# Work request:
The answer must be one number: the count of lines in the data below that include "building".
-- Opening Marker --
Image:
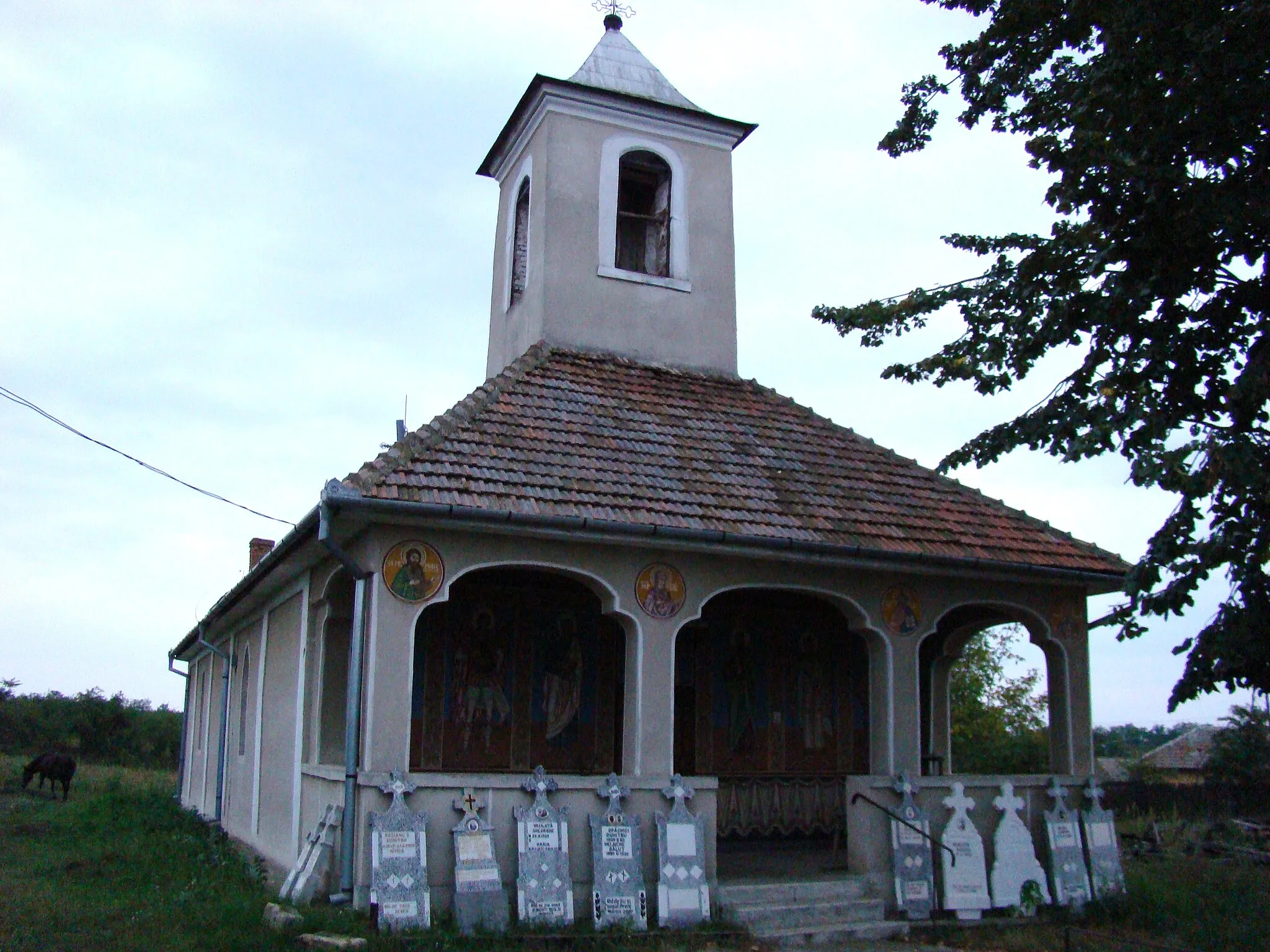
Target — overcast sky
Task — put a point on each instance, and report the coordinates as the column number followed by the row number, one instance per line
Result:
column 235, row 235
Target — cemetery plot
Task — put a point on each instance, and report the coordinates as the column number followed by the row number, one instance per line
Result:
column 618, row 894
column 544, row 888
-- Closing Marker --
-- Opening Marker --
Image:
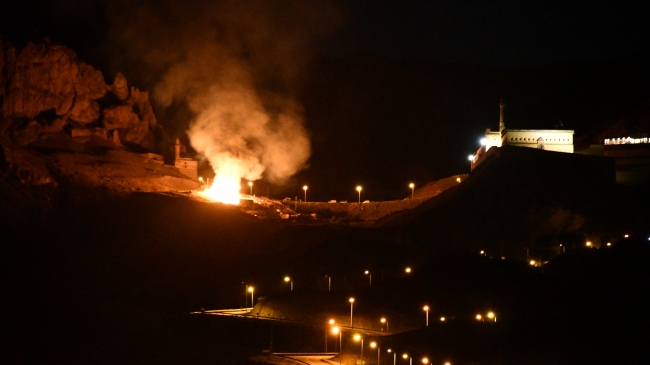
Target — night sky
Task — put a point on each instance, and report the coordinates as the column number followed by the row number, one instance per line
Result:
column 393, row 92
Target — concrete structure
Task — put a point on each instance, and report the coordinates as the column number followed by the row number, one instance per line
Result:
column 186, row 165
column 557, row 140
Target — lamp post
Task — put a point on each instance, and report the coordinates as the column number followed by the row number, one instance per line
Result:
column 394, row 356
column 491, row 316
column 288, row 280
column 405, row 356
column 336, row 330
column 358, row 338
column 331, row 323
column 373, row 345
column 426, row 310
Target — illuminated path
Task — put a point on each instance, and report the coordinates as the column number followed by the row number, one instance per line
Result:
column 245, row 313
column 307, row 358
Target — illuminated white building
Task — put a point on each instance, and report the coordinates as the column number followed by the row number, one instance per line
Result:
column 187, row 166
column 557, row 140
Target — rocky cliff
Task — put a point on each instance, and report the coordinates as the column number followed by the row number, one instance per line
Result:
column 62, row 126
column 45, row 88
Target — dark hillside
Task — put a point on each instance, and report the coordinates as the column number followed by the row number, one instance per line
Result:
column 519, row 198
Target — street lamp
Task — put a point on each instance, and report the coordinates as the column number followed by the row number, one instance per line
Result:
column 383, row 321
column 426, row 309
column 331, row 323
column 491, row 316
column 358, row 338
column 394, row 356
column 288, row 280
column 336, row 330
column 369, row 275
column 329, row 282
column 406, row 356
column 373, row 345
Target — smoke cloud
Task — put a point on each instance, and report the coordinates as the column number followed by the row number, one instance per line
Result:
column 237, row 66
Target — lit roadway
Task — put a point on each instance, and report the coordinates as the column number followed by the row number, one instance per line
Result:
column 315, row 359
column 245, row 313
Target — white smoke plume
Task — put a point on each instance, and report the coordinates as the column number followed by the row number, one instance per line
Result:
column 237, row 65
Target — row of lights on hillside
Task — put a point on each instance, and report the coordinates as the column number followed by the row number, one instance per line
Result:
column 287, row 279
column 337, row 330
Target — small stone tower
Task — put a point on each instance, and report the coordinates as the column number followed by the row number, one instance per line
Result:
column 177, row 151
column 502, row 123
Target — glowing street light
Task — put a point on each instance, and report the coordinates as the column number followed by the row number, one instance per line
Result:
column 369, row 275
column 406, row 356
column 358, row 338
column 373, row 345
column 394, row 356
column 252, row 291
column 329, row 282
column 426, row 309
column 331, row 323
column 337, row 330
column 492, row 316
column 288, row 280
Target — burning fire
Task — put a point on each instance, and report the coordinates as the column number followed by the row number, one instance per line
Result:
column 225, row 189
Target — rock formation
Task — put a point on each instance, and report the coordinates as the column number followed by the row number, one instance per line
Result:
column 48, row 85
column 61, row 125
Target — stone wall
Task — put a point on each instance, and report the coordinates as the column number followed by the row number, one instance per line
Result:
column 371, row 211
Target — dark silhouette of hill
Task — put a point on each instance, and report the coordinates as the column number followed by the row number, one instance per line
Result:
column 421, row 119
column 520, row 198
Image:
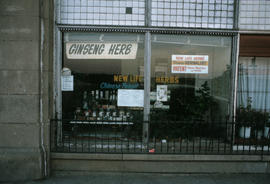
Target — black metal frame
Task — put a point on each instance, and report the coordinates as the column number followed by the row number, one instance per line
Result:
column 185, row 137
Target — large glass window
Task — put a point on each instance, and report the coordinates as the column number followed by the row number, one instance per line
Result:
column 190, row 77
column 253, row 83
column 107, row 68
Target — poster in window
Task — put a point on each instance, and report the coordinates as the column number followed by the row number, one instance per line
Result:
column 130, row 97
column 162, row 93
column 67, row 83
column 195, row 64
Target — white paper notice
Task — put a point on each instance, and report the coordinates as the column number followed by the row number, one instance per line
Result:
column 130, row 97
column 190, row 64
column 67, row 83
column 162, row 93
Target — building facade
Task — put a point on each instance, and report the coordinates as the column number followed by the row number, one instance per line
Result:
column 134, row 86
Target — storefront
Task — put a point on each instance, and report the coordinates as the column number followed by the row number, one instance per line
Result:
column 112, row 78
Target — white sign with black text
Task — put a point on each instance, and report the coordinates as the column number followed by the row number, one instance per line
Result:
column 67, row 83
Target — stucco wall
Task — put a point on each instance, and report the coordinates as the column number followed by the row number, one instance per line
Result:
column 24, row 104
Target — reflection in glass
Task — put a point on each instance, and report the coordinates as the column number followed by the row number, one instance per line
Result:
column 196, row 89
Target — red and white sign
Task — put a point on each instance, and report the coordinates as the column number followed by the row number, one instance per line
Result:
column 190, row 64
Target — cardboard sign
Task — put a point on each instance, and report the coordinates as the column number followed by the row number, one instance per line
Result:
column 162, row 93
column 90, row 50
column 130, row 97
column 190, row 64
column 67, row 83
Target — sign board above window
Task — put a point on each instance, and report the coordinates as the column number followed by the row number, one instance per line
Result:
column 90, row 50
-- Closing Marker --
-- Opening Marker --
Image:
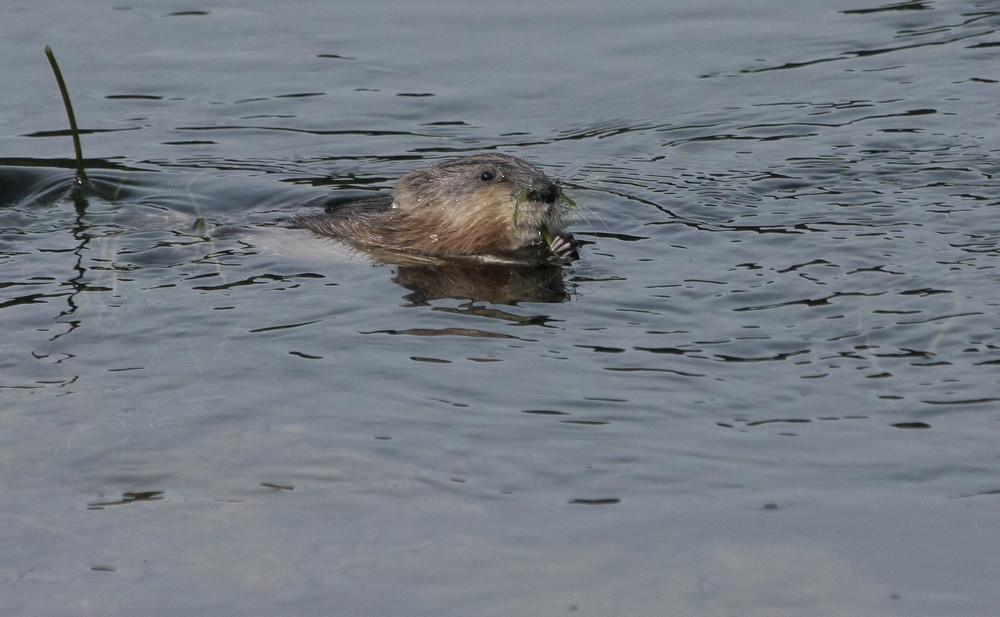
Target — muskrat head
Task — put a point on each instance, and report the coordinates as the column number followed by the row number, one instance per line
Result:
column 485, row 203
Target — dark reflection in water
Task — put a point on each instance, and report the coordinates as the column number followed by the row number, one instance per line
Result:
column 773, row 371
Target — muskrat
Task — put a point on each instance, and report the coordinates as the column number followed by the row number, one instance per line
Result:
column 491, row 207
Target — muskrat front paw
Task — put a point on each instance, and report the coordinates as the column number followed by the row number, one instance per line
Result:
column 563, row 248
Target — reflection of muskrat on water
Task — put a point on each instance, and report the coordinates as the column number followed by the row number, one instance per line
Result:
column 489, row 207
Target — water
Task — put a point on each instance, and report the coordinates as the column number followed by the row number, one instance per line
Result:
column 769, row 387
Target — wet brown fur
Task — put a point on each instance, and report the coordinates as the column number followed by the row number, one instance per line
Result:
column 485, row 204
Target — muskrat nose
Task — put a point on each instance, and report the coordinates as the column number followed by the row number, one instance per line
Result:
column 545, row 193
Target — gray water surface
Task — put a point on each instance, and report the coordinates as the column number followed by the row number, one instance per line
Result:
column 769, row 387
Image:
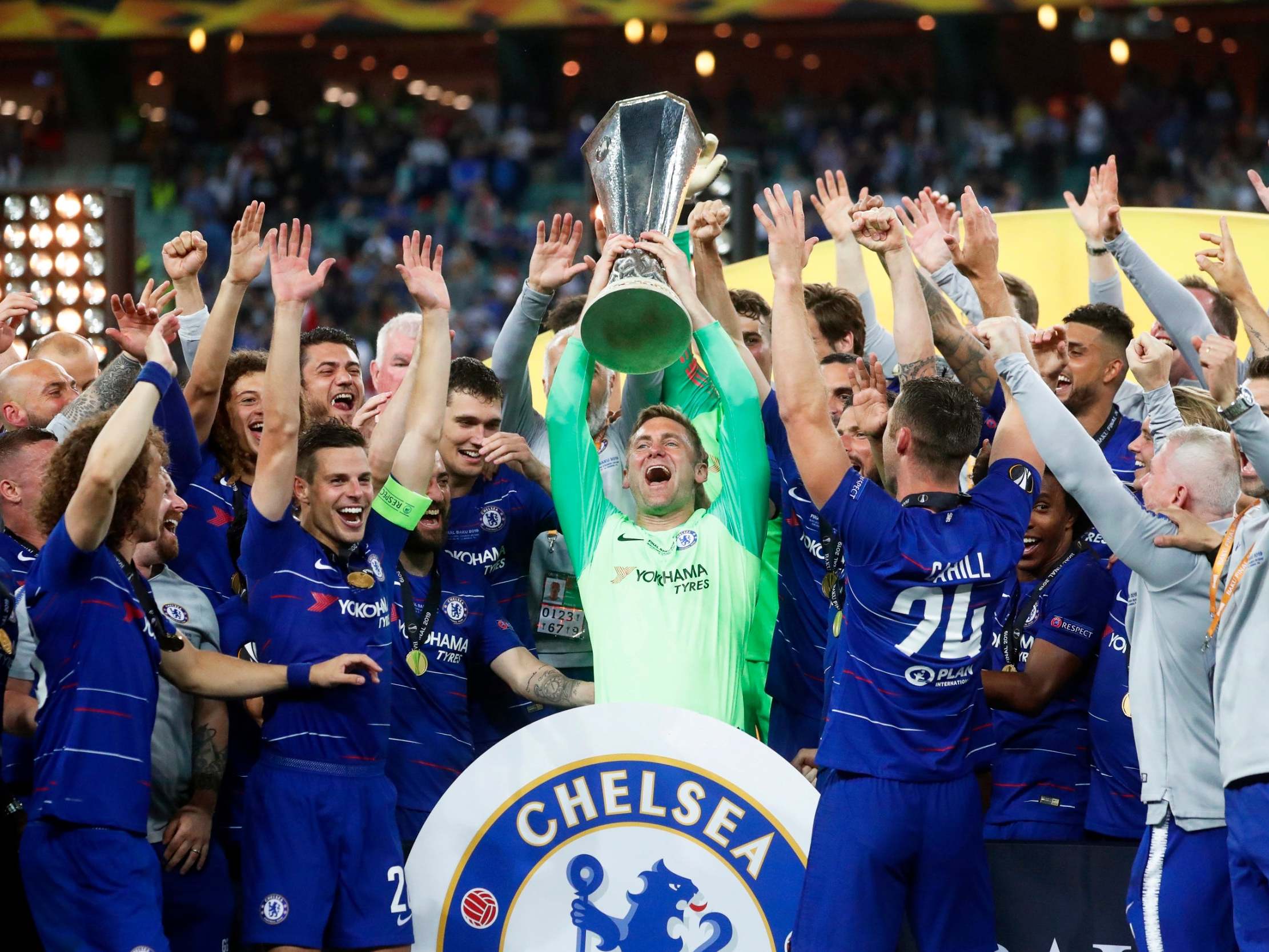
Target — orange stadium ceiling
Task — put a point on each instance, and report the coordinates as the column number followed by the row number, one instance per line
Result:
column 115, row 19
-- Closing Marker --
# Written response:
2